Work to complete:
Please take the entries below from the first line through the line containing "Find the auction" and repeat them exactly, leaving out everything after.

Material for this exercise:
▬▬▬▬▬▬▬▬▬▬

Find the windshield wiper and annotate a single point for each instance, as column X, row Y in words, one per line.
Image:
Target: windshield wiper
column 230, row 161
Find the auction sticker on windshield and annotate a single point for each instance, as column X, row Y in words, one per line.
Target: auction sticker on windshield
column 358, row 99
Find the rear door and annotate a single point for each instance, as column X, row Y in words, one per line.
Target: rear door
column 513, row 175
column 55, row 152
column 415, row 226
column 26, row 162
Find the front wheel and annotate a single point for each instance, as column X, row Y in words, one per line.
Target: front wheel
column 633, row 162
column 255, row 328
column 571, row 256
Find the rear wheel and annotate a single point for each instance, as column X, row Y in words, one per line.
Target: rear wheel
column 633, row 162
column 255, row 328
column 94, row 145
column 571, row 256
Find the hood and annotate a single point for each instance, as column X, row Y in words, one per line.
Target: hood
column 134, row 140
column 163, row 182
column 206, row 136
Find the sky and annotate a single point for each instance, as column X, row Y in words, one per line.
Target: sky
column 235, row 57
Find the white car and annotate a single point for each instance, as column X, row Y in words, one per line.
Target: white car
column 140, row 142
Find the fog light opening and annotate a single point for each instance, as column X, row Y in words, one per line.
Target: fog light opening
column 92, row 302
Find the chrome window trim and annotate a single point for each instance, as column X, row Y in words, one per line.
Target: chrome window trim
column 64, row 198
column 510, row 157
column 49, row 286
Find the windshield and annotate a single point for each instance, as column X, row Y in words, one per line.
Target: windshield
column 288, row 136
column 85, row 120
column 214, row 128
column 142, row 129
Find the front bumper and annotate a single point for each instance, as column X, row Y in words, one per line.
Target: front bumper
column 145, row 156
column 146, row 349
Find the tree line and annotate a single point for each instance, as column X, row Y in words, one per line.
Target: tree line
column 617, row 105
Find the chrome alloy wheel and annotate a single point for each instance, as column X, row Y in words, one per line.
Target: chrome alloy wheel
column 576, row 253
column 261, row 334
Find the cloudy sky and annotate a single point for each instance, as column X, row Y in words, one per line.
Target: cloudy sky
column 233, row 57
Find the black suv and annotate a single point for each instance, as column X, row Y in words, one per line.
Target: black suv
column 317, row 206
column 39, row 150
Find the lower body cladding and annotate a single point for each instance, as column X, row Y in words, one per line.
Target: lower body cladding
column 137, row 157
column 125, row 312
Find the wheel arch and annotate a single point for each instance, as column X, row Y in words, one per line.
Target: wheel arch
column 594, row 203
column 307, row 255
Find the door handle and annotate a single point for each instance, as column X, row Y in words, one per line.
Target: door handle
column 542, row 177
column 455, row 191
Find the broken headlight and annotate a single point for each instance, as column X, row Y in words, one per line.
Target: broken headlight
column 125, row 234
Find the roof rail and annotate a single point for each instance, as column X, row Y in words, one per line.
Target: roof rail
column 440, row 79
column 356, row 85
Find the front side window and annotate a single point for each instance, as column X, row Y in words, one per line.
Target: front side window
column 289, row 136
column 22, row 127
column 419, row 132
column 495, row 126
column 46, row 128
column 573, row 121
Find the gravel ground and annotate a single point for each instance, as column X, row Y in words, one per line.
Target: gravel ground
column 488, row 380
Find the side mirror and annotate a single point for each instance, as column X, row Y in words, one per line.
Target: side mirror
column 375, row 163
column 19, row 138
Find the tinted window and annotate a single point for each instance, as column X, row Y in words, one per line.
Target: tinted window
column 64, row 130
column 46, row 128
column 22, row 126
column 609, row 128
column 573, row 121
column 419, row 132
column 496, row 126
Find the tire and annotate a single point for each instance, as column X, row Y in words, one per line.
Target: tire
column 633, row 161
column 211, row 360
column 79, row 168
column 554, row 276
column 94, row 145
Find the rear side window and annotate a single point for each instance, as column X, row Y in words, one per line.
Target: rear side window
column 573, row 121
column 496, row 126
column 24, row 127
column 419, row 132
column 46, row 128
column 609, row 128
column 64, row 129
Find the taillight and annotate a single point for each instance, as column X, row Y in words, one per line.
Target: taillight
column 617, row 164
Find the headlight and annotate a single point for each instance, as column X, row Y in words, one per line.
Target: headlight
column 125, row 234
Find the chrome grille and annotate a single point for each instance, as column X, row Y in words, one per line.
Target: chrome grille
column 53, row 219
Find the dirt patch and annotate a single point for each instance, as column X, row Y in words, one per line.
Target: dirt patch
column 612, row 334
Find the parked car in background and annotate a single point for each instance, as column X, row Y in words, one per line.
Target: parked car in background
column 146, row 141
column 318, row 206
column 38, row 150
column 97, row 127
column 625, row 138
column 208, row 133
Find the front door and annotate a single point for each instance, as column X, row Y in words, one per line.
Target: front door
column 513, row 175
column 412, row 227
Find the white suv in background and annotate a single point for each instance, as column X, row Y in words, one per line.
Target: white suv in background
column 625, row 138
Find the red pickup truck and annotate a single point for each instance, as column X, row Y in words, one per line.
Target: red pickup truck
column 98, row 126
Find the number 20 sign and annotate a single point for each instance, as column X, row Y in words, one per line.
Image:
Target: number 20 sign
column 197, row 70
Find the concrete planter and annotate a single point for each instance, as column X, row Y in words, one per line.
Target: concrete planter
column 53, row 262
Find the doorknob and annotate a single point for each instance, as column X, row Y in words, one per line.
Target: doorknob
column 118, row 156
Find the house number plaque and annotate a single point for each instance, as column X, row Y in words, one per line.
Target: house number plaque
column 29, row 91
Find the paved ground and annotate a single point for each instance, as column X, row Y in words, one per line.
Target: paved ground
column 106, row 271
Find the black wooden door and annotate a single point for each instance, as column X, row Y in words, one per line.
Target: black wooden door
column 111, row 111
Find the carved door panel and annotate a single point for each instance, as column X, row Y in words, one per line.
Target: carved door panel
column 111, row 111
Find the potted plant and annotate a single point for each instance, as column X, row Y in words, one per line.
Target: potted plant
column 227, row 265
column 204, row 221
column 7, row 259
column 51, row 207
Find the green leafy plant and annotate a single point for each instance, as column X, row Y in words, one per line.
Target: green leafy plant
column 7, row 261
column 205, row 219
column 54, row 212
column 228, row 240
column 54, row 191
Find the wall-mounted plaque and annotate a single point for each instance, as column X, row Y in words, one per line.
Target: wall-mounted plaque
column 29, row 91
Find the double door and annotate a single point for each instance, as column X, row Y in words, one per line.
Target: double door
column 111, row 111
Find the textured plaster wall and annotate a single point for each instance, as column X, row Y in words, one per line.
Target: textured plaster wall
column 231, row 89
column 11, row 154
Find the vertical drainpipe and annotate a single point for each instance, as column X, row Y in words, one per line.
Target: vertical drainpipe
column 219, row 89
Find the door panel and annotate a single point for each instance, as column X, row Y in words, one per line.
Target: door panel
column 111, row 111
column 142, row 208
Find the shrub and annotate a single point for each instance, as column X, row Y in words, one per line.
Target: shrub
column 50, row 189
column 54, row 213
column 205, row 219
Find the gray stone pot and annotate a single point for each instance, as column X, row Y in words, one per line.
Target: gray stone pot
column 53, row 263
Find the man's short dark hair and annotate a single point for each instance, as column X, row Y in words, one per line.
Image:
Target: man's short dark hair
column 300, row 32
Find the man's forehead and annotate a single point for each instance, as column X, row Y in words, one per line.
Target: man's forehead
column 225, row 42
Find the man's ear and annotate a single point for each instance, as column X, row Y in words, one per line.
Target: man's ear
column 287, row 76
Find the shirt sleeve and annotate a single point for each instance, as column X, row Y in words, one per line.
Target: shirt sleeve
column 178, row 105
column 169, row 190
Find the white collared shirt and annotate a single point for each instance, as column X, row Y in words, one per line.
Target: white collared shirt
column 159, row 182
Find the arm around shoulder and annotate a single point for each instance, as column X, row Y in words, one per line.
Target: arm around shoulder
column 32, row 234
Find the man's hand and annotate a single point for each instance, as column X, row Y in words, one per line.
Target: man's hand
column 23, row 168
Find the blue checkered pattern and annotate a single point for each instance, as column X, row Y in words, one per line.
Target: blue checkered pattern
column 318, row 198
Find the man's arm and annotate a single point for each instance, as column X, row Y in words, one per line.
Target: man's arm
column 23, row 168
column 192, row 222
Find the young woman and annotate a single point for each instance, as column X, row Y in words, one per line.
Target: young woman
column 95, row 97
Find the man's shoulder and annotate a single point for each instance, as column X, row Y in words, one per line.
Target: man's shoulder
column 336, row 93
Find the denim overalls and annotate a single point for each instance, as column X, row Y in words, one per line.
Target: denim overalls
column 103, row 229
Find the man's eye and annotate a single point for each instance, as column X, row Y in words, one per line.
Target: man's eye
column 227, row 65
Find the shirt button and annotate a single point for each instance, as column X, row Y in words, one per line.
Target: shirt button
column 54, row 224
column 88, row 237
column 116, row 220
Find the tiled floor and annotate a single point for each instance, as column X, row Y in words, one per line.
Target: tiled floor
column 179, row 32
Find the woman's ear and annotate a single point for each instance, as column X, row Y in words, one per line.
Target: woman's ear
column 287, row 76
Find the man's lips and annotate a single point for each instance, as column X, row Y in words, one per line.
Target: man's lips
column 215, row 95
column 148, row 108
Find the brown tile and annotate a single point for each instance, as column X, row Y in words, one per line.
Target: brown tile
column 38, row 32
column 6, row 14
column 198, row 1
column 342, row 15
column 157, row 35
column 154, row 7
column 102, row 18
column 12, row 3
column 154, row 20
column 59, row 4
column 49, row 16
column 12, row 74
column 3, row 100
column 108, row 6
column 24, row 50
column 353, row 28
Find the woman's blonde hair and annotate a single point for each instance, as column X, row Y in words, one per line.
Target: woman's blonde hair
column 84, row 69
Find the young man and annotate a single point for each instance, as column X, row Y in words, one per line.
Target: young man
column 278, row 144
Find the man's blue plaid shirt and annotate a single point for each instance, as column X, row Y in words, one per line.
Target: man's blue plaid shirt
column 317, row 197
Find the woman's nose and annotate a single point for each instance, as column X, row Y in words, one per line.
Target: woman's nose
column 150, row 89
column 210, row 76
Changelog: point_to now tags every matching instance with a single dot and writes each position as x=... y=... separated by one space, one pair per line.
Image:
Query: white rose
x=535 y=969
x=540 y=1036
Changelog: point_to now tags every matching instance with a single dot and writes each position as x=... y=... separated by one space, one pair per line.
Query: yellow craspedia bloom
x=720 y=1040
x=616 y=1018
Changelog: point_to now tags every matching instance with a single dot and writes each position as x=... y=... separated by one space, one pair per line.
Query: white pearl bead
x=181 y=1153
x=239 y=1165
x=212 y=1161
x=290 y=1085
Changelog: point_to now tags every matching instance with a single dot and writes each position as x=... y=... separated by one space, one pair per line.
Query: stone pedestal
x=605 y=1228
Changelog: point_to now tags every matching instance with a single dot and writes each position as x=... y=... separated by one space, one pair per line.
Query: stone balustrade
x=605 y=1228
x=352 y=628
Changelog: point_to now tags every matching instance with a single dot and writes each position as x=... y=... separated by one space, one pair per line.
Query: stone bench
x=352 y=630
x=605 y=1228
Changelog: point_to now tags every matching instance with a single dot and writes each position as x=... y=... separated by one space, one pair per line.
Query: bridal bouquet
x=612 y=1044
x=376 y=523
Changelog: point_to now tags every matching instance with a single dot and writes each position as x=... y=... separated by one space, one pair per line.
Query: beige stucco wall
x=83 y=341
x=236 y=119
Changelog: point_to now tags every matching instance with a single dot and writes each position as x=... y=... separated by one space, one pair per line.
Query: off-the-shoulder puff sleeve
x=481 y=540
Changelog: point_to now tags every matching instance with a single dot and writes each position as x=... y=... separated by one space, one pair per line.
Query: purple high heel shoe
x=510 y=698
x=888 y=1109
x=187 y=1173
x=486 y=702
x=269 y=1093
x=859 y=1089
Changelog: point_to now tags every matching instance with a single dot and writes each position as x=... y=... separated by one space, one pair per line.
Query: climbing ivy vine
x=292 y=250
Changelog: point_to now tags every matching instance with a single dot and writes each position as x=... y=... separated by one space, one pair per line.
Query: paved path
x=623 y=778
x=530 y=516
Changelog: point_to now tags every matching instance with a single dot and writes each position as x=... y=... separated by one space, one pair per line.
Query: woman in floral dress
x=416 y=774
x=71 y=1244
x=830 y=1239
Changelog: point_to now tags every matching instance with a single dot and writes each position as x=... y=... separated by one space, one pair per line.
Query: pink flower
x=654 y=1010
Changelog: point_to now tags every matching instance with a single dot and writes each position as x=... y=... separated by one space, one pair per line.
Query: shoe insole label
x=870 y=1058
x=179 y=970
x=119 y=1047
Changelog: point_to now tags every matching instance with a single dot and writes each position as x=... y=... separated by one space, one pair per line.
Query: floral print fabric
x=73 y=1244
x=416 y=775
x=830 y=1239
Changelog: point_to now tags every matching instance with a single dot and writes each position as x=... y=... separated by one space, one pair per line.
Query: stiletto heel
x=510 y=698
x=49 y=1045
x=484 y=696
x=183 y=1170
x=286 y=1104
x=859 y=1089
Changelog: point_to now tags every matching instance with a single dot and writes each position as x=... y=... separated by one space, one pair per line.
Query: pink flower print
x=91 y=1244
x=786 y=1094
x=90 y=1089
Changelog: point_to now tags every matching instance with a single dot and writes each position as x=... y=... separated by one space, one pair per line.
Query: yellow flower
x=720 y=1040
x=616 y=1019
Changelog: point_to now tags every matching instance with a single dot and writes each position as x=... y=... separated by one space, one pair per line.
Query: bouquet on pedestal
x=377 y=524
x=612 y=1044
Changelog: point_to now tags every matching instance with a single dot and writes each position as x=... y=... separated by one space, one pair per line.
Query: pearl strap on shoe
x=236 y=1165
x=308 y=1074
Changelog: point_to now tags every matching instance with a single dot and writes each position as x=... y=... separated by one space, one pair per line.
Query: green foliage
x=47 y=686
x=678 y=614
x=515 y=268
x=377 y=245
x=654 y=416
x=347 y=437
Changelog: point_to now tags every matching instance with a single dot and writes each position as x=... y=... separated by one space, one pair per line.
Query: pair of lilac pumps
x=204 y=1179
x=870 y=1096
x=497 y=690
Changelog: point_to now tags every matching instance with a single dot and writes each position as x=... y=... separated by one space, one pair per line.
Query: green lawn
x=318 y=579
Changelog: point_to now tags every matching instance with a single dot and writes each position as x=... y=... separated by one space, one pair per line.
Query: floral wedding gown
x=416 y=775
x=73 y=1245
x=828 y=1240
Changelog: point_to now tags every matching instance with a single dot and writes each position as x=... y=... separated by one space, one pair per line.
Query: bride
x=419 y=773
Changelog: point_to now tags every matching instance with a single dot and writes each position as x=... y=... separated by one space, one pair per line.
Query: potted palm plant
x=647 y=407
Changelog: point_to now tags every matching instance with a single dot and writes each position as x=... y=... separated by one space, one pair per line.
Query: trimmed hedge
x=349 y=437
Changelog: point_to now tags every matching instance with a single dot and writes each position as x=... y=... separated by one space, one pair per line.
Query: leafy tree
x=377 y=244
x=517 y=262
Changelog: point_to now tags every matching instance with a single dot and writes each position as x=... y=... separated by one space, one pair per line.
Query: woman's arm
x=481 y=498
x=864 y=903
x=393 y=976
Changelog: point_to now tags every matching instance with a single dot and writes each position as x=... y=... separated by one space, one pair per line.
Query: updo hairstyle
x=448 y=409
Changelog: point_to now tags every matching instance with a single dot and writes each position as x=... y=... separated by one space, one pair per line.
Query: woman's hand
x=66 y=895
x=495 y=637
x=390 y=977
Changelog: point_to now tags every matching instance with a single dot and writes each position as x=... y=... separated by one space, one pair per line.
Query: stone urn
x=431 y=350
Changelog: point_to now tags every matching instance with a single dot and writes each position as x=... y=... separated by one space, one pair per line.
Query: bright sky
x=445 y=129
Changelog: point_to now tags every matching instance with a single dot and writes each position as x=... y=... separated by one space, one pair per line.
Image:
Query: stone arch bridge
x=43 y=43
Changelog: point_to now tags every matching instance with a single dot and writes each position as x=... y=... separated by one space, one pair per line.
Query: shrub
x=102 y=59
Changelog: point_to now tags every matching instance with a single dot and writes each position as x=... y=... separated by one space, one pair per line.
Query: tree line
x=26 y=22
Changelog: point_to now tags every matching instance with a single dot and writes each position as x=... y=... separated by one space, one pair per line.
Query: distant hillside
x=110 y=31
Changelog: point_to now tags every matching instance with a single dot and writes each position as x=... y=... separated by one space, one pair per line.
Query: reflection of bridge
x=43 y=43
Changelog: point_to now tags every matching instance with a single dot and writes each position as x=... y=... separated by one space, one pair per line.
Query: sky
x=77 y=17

▬▬▬▬▬▬▬▬▬▬

Solved problem:
Find the windshield wiper and annotate a single point for each instance, as column X, row Y in words, one per line.
Image:
Target: windshield wiper
column 230, row 161
Find the auction sticker on windshield and annotate a single point for each instance, as column X, row Y in words, one per line.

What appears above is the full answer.